_ZU LÖSENDE AUFGABEN_.
1/ Fasse den Text über Titus in zwei Sätzen zusammen.
2/ Nenne alle Personengruppen, die laut dem Text über Titus in Kapitel 2 gesondert angesprochen werden.

Titus war ein Mann griechischer Abstammung. Er war durch den Dienst des Apostels Paulus zum Glauben gekommen und somit dessen geistliches Kind. Im Weiteren wurde er schon früh von Paulus auf eine Besprechung der Apostel und der Ältesten in Jerusalem mitgenommen (Gal 2,1). Man bezeichnet jene Zusammenkunft in Apostelgeschichte 15 oft als Apostelkonzil. Dort wurden wichtige Lehrfragen geklärt.

Später gab es ernste Schwierigkeiten in der Versammlung in Korinth. Da findet man im 2. Korinther-Brief, dass dieser Titus sich als ein äusserst wirksames Werkzeug erwies, um den Geschwistern in Korinth zu dienen. Weiter heisst es, dass der Apostel Paulus ihn mit einer – man könnte fast sagen – geringen Aufgabe betreute. Er musste nämlich den Armen in Jerusalem eine Hilfeleistung bringen, die die Geschwister in Mazedonien und anderen Teilen des Mittelmeergebietes gesammelt hatten. Schliesslich haben wir die grosse Aufgabe, die er in Kreta ausführte, als er diesen Brief bekam. Am Schluss der biblischen Mitteilungen über Titus (2. Tim 4,10) finden wir ihn in Dalmatien. Alle diese Stellen geben ein buntes Bild mit vielen Aufgaben, die dieser Mann, der ein Mitarbeiter, Freund und Vertrauter von Paulus war, zu erfüllen hatte.

Inhaltsübersicht des Briefes

Kapitel 1

Der Apostel Paulus gibt Titus eine grosse Aufgabe. Er wird beauftragt, Älteste anzustellen und manches in Ordnung zu bringen. Im Verlauf des Briefes erfahren wir, dass auf Kreta vieles in Unordnung war. Die Bevölkerung dieser Insel bestand offensichtlich aus rebellischen, aufsässigen Menschen. Das zeigte sich auch in der Versammlung unter den Gläubigen. Es ist ja nicht so, dass mit der Bekehrung zum Heiland die ganze Vergangenheit mit einem Schlag ausgelöscht ist und man nun ein perfekter Christ geworden ist. Jene Menschen mussten noch eine ganze Menge lernen. Und wir?

Kapitel 2

Nachdem im ersten Kapitel der Schwerpunkt auf den Ältesten liegt, weitet der Apostel den Blick jetzt von Titus auf alle aus, d.h. es kommen verschiedene Personenkreise zur Sprache. Da werden alte Frauen und junge Frauen, alte Männer und junge Männer, aber auch Sklaven gesondert angesprochen. In diesem Kapitel geht es um das, was Titus den verschiedenen Gruppen von Gläubigen sagen soll.

_VORLIEGENDE DATENSÄTZE_.
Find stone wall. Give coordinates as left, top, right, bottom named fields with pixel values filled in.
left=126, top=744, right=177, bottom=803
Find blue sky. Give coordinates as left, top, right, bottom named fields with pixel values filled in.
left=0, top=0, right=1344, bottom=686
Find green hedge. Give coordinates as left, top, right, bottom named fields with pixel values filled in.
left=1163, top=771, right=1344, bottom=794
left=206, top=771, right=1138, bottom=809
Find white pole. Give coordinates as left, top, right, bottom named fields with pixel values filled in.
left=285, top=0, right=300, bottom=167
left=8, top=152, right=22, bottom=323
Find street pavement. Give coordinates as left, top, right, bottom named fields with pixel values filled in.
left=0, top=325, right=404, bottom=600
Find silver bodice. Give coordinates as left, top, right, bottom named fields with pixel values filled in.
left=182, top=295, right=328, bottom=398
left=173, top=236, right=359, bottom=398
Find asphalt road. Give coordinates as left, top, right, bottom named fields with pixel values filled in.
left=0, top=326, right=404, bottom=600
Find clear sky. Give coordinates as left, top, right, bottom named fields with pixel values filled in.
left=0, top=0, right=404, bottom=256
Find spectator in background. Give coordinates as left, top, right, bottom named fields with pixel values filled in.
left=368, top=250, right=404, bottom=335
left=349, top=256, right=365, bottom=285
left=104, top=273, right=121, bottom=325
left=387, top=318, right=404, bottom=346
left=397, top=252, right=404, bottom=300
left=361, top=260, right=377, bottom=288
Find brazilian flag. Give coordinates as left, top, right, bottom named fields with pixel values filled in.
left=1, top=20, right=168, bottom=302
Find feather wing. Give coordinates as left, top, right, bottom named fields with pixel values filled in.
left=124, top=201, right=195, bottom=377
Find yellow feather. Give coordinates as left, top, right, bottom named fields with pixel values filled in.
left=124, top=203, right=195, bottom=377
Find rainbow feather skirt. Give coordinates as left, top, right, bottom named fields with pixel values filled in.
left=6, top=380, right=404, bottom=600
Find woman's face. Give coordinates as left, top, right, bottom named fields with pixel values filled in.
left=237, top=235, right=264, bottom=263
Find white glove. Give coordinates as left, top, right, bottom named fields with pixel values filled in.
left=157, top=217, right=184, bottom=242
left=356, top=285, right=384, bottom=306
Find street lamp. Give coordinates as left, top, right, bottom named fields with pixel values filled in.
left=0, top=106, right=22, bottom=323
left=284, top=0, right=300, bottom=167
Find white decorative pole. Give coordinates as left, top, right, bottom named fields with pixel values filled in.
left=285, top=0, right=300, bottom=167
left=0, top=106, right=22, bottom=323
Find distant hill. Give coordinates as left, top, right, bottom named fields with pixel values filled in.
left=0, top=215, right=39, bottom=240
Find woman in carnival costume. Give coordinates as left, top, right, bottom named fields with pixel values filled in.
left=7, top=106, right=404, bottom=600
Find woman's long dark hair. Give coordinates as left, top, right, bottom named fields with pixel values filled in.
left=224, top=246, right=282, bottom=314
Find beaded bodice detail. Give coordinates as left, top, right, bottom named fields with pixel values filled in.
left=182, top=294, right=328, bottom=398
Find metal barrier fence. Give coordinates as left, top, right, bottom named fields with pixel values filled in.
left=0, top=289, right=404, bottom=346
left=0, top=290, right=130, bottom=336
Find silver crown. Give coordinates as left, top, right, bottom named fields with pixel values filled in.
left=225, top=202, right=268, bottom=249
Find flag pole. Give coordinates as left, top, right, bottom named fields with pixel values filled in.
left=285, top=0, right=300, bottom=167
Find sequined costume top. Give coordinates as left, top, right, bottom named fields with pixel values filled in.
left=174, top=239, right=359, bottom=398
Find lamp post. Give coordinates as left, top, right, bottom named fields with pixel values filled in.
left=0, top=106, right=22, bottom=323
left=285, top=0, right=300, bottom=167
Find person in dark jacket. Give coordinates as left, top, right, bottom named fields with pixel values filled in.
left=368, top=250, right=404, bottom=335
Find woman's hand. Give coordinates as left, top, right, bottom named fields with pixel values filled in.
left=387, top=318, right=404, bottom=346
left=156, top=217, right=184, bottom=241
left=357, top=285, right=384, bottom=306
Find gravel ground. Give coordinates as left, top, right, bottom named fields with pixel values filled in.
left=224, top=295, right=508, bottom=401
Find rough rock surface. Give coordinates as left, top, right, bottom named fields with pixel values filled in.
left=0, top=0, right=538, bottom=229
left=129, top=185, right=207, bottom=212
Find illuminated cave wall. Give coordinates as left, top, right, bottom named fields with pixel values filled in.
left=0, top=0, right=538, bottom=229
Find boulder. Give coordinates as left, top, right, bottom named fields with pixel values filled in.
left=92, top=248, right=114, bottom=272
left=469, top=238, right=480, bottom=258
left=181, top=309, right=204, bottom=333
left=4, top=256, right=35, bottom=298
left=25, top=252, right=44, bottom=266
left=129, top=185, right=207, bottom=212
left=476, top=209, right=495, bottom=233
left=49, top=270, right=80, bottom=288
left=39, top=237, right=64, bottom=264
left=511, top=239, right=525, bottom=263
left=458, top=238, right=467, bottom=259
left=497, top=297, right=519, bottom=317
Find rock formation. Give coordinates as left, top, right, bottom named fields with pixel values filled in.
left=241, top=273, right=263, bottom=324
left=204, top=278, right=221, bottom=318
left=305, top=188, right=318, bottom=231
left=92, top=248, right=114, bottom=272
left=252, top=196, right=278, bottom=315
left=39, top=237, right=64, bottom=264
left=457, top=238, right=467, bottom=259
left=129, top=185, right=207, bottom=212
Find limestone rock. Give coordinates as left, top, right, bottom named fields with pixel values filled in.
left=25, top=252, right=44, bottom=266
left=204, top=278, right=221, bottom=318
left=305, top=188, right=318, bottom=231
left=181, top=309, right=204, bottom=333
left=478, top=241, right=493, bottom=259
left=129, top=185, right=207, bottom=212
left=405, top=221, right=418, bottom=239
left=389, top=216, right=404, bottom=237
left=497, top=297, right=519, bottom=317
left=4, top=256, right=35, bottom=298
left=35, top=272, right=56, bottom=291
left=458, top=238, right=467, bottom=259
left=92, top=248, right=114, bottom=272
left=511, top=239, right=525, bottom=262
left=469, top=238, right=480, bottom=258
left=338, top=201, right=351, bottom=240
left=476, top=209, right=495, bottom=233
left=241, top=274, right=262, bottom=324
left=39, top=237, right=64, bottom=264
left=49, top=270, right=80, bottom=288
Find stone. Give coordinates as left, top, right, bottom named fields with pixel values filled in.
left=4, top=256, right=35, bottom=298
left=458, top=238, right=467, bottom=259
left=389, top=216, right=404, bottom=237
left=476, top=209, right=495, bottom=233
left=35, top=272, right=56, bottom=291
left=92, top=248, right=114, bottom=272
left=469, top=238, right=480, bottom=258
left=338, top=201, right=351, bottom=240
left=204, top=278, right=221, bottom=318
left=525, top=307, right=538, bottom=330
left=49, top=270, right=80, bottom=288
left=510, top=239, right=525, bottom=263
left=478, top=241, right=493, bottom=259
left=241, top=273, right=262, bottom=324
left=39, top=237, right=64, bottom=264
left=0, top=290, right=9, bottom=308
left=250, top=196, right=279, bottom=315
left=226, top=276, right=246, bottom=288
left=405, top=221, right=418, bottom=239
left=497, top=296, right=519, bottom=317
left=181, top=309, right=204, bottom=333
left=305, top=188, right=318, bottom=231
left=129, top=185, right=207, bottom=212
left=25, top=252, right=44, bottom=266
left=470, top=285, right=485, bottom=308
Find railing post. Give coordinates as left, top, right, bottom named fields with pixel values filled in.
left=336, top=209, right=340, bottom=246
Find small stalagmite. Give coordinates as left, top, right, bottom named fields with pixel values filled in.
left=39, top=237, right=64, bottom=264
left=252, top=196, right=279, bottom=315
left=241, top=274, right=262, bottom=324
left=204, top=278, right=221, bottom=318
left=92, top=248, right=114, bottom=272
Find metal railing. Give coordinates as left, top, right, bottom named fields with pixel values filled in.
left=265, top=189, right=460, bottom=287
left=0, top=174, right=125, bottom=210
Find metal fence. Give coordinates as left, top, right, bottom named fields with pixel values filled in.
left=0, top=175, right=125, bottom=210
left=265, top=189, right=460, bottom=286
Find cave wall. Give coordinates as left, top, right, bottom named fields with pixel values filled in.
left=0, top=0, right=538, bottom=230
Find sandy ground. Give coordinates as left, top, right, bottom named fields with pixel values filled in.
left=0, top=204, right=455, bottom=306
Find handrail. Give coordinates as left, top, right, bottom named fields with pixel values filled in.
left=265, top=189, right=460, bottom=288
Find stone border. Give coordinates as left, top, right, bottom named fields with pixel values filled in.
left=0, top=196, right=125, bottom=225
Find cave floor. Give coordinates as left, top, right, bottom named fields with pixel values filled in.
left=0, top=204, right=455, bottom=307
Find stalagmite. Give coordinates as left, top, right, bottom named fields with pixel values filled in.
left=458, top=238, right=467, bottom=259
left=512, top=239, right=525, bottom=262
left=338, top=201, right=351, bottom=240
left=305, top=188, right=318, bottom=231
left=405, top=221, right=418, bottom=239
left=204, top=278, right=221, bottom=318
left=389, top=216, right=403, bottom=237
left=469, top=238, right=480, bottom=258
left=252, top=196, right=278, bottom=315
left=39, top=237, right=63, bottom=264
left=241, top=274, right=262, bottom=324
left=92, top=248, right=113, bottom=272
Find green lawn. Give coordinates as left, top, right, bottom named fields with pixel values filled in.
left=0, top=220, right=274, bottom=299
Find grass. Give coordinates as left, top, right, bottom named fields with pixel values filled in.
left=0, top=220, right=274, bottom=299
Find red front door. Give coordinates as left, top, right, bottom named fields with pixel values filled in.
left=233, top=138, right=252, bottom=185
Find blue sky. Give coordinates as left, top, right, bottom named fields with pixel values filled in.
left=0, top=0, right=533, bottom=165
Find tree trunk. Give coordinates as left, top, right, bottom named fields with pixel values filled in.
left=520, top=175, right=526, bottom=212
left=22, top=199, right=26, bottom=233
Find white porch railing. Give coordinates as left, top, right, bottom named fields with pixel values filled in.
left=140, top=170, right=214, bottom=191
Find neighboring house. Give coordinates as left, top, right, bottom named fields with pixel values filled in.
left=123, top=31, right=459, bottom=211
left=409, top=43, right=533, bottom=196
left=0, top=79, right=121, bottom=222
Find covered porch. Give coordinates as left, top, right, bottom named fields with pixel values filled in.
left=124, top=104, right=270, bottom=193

_ANTWORTLISTE_.
1/ Titus, ein Mann griechischer Abstammung, kam durch Paulus zum Glauben und erfüllte als dessen Mitarbeiter viele Aufgaben, unter anderem in Jerusalem, Korinth, Kreta und Dalmatien. In dem Brief beauftragt Paulus ihn zuerst, auf Kreta Älteste anzustellen und manches in Ordnung zu bringen, und dann, den verschiedenen Gruppen von Gläubigen zu sagen, was für sie gilt.

2/
- alte Frauen
- junge Frauen
- alte Männer
- junge Männer
- Sklaven